» PROVIDED TEXT:
>>>>
SECE class

SECE class

Image by Donna Ngai

There are many “tall tales” about conversations with, and quotes from, Dr. Suzuki. One of my favorite tales goes something like this: A mother is speaking with Dr. Suzuki about how to create the perfect environment for a Suzuki method student. Dr. Suzuki kindly but firmly tells her that creating the perfect environment in which her child can grow to be a fine musician will require a few things: First, that she play the recording of master performers often and daily. Second, that her child will need to attend regular lessons and group classes where he can learn from his teacher and other children. Finally, that she and her child will need to practice daily together. And then she should have another child. That second child will be raised in an ideal Suzuki method environment.
<<<<
» SUPPLIED ENTRIES:
>>>>
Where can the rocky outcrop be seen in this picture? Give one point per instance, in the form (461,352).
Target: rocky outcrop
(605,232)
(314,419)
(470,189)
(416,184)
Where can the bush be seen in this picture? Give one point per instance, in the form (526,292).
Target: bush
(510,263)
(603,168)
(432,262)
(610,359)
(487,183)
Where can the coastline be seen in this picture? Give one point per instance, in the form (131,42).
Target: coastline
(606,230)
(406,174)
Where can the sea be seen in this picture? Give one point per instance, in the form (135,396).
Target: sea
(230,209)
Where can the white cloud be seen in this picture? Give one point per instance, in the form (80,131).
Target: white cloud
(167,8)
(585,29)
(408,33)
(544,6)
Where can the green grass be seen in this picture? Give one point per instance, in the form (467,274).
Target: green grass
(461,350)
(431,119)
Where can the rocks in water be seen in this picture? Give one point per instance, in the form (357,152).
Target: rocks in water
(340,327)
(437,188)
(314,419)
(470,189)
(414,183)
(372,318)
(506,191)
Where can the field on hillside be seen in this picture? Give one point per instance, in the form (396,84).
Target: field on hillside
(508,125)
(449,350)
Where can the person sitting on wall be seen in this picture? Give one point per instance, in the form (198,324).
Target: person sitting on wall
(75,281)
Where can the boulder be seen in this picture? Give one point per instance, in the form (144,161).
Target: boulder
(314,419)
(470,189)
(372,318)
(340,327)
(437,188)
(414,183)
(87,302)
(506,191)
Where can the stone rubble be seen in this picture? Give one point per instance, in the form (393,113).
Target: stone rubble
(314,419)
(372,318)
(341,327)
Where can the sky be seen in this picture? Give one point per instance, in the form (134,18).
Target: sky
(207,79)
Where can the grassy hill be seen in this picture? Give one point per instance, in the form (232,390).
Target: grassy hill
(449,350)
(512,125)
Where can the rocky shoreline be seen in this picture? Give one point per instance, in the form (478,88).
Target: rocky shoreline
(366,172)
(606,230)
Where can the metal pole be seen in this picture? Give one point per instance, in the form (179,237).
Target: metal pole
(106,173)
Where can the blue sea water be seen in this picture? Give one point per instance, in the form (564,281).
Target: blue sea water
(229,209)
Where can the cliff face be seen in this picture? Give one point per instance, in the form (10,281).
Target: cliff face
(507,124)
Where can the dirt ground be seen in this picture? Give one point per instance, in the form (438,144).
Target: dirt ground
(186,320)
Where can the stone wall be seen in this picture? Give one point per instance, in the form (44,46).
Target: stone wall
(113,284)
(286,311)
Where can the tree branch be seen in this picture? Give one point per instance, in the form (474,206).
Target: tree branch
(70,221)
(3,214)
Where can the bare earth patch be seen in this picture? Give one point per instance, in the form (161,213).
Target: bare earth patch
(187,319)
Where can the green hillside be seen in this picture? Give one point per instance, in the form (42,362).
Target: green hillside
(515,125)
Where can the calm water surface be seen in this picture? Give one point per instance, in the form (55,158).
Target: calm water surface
<<<<
» WORK INSTRUCTION:
Translate this sentence from the Suzuki class text into Spanish: "That second child will be raised in an ideal Suzuki method environment." The rows are separate from the Suzuki class text.

» FINAL ANSWER:
Ese segundo hijo se criará en un entorno ideal del método Suzuki.